Extract all of the text from the material below, unchanged, and leave the pictures out of your answer.

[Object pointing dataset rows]

-- BEGIN --

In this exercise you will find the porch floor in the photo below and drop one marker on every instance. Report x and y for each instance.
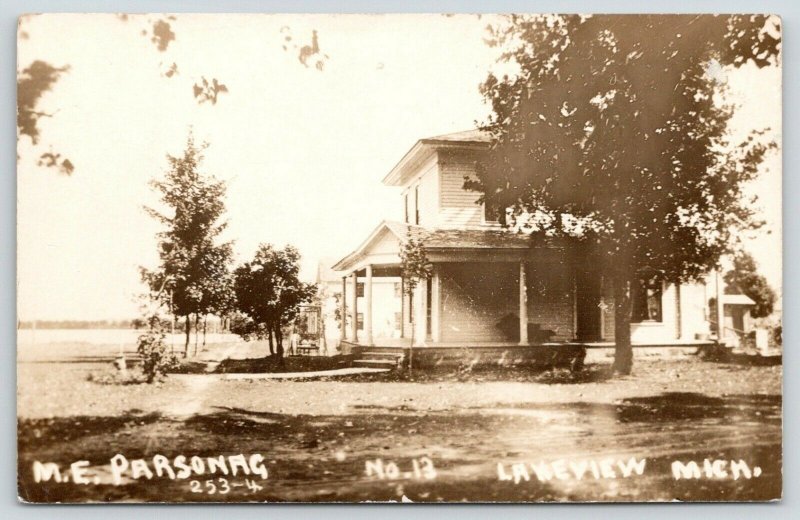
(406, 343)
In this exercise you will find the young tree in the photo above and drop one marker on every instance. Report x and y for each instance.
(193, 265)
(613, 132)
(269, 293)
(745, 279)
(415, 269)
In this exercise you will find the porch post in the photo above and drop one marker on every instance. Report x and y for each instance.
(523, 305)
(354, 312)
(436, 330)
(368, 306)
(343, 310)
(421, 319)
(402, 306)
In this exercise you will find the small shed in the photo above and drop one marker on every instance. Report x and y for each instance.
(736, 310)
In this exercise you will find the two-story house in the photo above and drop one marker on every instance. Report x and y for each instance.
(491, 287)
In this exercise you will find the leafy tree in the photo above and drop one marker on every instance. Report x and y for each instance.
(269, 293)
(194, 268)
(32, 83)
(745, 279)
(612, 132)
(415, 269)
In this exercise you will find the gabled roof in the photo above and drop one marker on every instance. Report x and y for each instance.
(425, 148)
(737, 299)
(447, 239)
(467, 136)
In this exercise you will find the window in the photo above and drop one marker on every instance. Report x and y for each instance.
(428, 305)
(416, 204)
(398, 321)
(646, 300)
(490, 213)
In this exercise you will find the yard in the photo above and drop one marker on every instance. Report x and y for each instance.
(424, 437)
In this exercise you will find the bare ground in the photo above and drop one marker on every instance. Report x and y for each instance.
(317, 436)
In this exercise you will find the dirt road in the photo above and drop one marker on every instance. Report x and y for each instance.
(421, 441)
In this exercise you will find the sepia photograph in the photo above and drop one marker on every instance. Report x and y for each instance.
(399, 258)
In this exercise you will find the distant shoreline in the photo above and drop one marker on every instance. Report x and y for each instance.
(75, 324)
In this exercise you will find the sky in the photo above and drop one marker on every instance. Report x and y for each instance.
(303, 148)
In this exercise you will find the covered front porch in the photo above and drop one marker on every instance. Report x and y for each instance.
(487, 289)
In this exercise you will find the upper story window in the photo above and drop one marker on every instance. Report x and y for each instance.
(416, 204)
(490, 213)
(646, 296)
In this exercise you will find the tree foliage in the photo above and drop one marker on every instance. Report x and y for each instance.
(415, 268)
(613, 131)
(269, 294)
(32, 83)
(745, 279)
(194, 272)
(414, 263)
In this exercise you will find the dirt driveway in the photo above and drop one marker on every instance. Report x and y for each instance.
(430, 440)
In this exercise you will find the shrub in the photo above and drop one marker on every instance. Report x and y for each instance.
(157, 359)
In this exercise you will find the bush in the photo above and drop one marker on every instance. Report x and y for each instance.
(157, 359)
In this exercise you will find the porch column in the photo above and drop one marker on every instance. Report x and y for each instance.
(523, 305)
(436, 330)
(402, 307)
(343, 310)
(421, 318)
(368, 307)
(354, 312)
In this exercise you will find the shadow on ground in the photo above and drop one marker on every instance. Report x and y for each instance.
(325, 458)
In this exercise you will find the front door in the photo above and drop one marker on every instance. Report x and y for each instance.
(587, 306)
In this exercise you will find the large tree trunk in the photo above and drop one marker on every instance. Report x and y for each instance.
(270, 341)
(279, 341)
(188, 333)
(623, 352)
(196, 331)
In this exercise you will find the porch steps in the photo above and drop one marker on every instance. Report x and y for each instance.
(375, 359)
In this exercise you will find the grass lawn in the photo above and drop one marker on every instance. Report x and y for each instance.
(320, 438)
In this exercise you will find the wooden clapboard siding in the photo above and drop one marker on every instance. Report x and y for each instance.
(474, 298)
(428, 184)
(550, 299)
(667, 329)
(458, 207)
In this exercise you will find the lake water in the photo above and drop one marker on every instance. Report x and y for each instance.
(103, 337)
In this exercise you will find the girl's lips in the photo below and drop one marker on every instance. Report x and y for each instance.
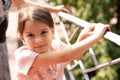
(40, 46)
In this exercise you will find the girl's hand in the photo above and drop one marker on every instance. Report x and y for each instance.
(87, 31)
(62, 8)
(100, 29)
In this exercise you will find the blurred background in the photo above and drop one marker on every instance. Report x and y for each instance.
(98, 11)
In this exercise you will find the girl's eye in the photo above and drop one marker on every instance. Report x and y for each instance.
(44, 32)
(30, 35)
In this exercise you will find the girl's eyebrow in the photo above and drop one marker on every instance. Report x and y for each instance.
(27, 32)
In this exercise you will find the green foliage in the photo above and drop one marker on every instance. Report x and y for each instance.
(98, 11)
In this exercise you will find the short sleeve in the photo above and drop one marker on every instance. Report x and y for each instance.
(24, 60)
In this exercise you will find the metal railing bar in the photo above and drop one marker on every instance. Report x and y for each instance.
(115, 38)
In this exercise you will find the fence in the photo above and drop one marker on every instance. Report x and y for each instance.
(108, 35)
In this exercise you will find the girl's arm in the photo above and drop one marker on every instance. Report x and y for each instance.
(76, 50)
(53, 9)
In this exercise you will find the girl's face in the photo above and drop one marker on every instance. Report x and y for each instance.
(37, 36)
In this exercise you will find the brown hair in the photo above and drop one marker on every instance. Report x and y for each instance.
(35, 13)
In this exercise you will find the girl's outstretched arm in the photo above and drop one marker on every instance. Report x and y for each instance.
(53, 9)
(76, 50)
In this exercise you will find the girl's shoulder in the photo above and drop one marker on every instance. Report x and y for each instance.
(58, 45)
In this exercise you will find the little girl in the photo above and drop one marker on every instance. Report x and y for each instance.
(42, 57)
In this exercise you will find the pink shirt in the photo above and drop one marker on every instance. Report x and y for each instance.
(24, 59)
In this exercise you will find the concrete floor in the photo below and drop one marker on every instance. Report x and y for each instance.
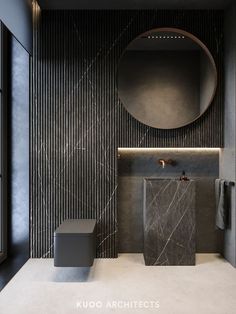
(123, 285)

-- END --

▶ _THE REPLY_
In this exercise you will find the porch floor in the photo below and drop one marker on every instance. Report x and y for each instance.
(406, 343)
In this exercise you will find the young tree in the photo above and drop one marker on every instance. Report x and y for each instance.
(193, 265)
(613, 132)
(269, 293)
(745, 279)
(415, 269)
In this exercise you will find the porch post in the photo above and drop one marker on every instance. Report x and y for each instance.
(523, 305)
(354, 312)
(436, 330)
(368, 306)
(343, 310)
(421, 319)
(402, 306)
In this exercise you will find the small shed in the photo above and drop one marker on every instance. Report x and y for each instance.
(736, 310)
In this exercise you will find the two-story house in the photo above and drop one marker on every instance. Report x and y for each instance.
(491, 287)
In this exercise you will find the leafy tree in the photo above and drop one marker on every instance. Report x and y for each instance.
(269, 293)
(194, 268)
(32, 83)
(745, 279)
(612, 132)
(415, 269)
In this exercise you will find the gabled roof in the photo above and drop one marker on every instance. Report x and y for each instance.
(425, 148)
(737, 299)
(447, 239)
(467, 136)
In this exercise you will find the window in the photo above and drop one marker on every instance. Report x and y for each instance.
(428, 305)
(416, 204)
(398, 321)
(646, 300)
(490, 213)
In this exercise you will find the yard in the photo above and drop one marker on every instance. Report x and y for each instance.
(424, 437)
In this exercise you will find the bare ground in the photo above and drop one marker on every instance. Report x and y for each instance.
(317, 436)
In this exercise you will find the dirt road in the photo above and drop one marker on every instance. Report x and y for each instance.
(421, 441)
In this exercise you will find the sepia photograph in the photo above and drop one marker on every instance. Report x and y for each instance.
(399, 258)
In this exercise you will find the distant shoreline in the photo above and drop one marker on every instance. Report x and y for each instance.
(75, 324)
In this exercise you will find the sky in the photo above and drop one marker on every instance. Report x and y for each instance.
(303, 148)
In this exercise you will find the covered front porch in the photo above and drop one marker on every instance. Report x and y for each instance.
(487, 289)
In this exercise you will find the upper story window in the photo above and drop one marker on every instance. Report x and y for each instance.
(416, 204)
(490, 213)
(646, 296)
In this exercise you will find the tree foliage in the photo above and drop one marker on every instance. Report x and y for each instance.
(415, 268)
(613, 131)
(269, 294)
(32, 83)
(745, 279)
(194, 272)
(414, 263)
In this exercise you will find the dirt driveway in the photo above and drop one marker on every instance. Report x and y for each instance.
(430, 440)
In this exercise you will find the shrub in the photo above and drop one marker on every instance. Report x and y for each instance.
(157, 359)
In this exercise you will find the bush in the photo above and drop one marker on every instance. Report x and y for each instance.
(157, 359)
In this exercise you will find the porch column in the photo above and drop one marker on every instance. Report x and y for each instance.
(523, 305)
(436, 330)
(402, 307)
(343, 310)
(421, 318)
(368, 307)
(354, 312)
In this exercise you will find the shadow on ground in the photo above and drop one marker on every instance. Report x and y for each instance.
(325, 458)
In this exercise you will find the front door in the photo above and drop one marker on every instance. Report x and y for each instance.
(587, 306)
In this exercise you will find the large tree trunk in the photo above and drop one marker on every instance. Report x and y for each instance.
(270, 341)
(279, 341)
(188, 333)
(623, 352)
(196, 331)
In this exercise you will find the porch steps in the photo above and drop one marker on every instance. Report x and y for each instance.
(375, 359)
In this exercise you will find the grass lawn in the photo above and drop one marker on every instance. Report x and y for each instance.
(320, 438)
In this exercise you will find the wooden clapboard siding in the photo above and drop one marker on every instance. Report x and y for each instance.
(474, 298)
(428, 184)
(550, 299)
(667, 329)
(458, 207)
In this exercise you will find the lake water in the photo above and drop one marker on every instance. Report x and y for each instance.
(103, 337)
In this exercise you will find the girl's lips in the photo below and drop one marker on every instance. Report x and y for each instance.
(40, 46)
In this exercise you will find the girl's hand in the photo above and drop one marker on every instance. Report x and y for each instance.
(87, 31)
(62, 8)
(100, 29)
In this exercise you will find the blurred background in the photo above and drop one marker on every instance. Report x and y for each instance.
(98, 11)
In this exercise you will find the girl's eye in the photo above and drop one marker on every instance. Report x and y for each instance.
(44, 32)
(30, 35)
In this exercise you will find the girl's eyebrow in the photo above and drop one marker on every instance. Report x and y for each instance.
(27, 32)
In this exercise you will find the green foliage in the photo above and drop one marker on every instance. Report x and y for each instance.
(98, 11)
In this exercise you will find the short sleeve in the photo above and drop one marker on every instance. Report x and y for each instance.
(24, 60)
In this exercise you will find the metal railing bar in the photo above and drop one marker on every instance. Report x and y for each instance.
(115, 38)
In this exercise you will find the fence in the photo above and drop one marker on every instance. Report x and y for each instance.
(108, 35)
In this exercise you will find the girl's arm in the photo above and drop one marker on every instance. Report x and y for each instance.
(76, 50)
(53, 9)
In this exercise you will find the girl's face in the photo above and drop one marker on every instance. Report x and y for each instance.
(37, 36)
In this exercise you will find the brown hair in the photo above and drop one marker on every instance. Report x and y for each instance.
(35, 13)
In this exercise you will find the girl's outstretched arm in the photo above and drop one marker on every instance. Report x and y for each instance.
(53, 9)
(76, 50)
In this exercise you will find the girl's shoulder in the photo above and drop one marker on every instance. Report x and y for each instance.
(58, 45)
In this exercise you will find the little girl in the photo above and drop one marker on every instance. Report x and y for each instance.
(42, 57)
In this exercise you will find the pink shirt in the photo above and drop one marker on every instance. Report x and y for each instance.
(24, 59)
In this exercise you will find the concrete floor in the photo below and drop one marker on every instance. Report x and y for each instance.
(123, 285)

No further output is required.